• [Try it] Below are entries; print them exactly from the first line through the one containing "e.g. point(372, 450)".
□ □ □ □ □ □ □
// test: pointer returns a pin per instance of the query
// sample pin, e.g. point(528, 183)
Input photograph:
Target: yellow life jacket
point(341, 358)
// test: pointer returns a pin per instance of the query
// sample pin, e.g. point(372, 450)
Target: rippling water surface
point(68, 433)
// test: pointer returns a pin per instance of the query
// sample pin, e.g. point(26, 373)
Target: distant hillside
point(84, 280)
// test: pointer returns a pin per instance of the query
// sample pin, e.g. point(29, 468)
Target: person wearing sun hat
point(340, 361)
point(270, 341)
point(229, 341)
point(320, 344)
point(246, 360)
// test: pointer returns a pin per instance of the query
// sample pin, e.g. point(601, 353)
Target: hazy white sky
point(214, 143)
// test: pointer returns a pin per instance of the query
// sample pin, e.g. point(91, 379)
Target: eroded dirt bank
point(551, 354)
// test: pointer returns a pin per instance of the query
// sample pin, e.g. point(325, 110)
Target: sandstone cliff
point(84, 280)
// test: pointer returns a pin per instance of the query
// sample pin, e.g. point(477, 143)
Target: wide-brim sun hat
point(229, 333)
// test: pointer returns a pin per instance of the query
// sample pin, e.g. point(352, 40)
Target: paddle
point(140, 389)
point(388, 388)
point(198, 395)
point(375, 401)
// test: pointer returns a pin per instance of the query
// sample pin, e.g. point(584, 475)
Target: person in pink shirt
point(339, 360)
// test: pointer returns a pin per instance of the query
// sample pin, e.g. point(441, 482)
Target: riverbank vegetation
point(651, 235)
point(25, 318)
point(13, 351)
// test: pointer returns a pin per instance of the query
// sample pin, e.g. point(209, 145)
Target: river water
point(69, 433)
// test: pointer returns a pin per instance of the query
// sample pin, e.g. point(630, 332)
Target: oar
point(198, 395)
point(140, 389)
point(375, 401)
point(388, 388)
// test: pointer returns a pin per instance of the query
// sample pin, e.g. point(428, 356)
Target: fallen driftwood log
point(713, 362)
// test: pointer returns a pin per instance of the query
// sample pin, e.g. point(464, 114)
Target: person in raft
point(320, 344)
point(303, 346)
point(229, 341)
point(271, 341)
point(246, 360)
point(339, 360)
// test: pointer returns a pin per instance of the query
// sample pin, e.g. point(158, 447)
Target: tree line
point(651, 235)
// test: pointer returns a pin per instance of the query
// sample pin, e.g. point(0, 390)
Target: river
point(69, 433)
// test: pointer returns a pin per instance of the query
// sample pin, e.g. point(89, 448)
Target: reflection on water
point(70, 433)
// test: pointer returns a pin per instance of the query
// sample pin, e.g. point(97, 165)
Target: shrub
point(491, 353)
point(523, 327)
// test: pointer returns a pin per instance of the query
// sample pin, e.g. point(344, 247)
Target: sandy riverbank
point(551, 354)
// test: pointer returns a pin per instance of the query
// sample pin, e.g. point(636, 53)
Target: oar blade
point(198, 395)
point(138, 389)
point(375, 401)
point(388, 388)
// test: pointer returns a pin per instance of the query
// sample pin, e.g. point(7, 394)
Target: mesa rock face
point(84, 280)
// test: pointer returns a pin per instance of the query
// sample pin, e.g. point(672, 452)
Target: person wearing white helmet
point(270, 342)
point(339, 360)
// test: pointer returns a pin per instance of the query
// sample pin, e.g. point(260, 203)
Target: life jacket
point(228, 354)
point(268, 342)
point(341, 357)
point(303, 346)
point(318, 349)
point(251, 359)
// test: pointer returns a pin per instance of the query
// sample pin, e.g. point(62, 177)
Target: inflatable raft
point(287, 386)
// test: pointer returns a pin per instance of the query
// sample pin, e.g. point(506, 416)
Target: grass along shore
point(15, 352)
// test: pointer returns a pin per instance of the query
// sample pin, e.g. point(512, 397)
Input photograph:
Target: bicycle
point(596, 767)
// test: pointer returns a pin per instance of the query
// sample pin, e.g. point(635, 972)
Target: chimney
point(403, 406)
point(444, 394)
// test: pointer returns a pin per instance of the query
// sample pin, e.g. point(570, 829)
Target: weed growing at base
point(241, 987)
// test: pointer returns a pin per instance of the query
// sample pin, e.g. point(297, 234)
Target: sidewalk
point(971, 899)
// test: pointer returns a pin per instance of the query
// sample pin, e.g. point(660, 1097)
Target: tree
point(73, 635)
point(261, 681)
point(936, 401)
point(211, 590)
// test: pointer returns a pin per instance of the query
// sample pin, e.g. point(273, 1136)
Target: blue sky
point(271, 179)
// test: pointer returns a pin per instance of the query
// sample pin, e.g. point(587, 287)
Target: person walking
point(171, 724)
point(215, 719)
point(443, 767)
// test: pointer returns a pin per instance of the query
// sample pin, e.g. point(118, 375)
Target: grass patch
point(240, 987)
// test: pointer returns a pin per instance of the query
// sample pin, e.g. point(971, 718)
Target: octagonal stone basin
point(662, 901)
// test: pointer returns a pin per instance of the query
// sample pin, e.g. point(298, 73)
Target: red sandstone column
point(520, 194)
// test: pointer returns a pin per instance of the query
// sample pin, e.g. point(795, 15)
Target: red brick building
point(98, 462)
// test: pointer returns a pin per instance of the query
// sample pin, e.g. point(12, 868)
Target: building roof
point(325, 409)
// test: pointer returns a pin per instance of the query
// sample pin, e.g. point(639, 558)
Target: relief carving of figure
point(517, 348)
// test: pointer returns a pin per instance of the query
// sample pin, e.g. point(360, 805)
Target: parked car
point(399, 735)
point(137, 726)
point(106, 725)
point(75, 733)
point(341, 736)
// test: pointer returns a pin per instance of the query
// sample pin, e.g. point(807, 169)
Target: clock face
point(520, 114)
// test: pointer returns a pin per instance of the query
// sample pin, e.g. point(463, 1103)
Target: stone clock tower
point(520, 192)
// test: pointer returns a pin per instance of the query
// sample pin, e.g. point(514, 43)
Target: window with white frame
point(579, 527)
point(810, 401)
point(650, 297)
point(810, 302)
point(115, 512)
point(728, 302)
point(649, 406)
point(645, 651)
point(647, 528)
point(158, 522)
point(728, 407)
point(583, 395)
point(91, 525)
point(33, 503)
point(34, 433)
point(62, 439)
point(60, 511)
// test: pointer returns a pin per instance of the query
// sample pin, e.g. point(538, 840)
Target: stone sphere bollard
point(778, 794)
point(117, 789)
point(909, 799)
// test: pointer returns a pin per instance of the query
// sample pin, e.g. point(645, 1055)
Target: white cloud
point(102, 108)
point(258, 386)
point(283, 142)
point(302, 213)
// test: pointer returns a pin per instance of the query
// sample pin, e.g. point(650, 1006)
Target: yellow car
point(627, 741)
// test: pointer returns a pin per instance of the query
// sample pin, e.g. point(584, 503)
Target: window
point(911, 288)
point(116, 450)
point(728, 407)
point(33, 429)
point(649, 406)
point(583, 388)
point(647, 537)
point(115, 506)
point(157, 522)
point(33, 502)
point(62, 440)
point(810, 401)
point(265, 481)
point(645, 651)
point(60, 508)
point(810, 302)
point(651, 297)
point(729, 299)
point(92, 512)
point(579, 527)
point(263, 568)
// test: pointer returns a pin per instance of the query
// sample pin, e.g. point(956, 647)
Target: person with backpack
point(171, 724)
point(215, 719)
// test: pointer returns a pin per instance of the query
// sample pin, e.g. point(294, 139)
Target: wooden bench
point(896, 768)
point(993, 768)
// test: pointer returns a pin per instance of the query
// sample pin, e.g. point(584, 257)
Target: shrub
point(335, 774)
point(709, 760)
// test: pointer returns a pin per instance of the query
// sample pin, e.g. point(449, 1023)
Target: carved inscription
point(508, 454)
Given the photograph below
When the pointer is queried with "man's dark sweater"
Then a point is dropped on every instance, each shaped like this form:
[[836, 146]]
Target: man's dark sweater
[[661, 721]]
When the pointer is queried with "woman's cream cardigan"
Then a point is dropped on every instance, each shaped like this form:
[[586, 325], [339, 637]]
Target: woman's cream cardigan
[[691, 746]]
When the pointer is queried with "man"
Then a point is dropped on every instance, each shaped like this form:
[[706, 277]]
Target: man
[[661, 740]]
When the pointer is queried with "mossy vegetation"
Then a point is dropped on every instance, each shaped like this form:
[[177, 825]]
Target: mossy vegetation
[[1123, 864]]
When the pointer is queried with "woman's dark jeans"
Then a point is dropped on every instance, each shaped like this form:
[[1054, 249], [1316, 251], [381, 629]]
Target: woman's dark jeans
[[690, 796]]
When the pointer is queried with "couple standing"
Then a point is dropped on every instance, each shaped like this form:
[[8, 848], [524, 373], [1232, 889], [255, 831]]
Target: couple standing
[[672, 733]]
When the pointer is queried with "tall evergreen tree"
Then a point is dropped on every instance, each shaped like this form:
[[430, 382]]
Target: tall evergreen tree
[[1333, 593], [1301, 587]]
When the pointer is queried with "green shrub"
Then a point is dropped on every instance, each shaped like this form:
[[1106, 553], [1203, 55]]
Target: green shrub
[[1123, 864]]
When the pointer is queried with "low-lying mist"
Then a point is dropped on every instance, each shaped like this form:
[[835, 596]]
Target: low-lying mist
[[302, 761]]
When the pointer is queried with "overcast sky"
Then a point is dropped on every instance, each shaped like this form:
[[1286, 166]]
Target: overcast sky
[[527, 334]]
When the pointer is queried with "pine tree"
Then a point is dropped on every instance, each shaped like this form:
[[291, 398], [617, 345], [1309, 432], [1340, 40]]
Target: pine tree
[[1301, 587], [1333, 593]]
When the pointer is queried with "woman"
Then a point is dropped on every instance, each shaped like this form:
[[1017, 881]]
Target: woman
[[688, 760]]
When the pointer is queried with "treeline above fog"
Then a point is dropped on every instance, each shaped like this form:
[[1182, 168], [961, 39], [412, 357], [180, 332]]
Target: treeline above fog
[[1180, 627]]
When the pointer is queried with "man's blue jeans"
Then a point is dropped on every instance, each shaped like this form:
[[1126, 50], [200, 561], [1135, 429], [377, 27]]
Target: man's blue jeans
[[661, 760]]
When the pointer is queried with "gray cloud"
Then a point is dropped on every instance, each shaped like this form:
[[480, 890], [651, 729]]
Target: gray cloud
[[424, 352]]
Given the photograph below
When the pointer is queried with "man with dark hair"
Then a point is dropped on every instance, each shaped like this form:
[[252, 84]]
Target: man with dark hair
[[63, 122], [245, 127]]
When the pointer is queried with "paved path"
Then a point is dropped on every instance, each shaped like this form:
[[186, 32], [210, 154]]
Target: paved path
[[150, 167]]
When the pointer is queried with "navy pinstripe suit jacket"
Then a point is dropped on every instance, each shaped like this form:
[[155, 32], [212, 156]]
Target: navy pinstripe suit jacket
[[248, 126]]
□ □ □ □ □ □ □
• [Response area]
// test: pointer returns a pin per instance of the query
// sample pin, e.g. point(528, 183)
Input photograph:
Target: yellow life jacket
point(341, 358)
// test: pointer returns a pin per instance of the query
// sample pin, e.g. point(372, 450)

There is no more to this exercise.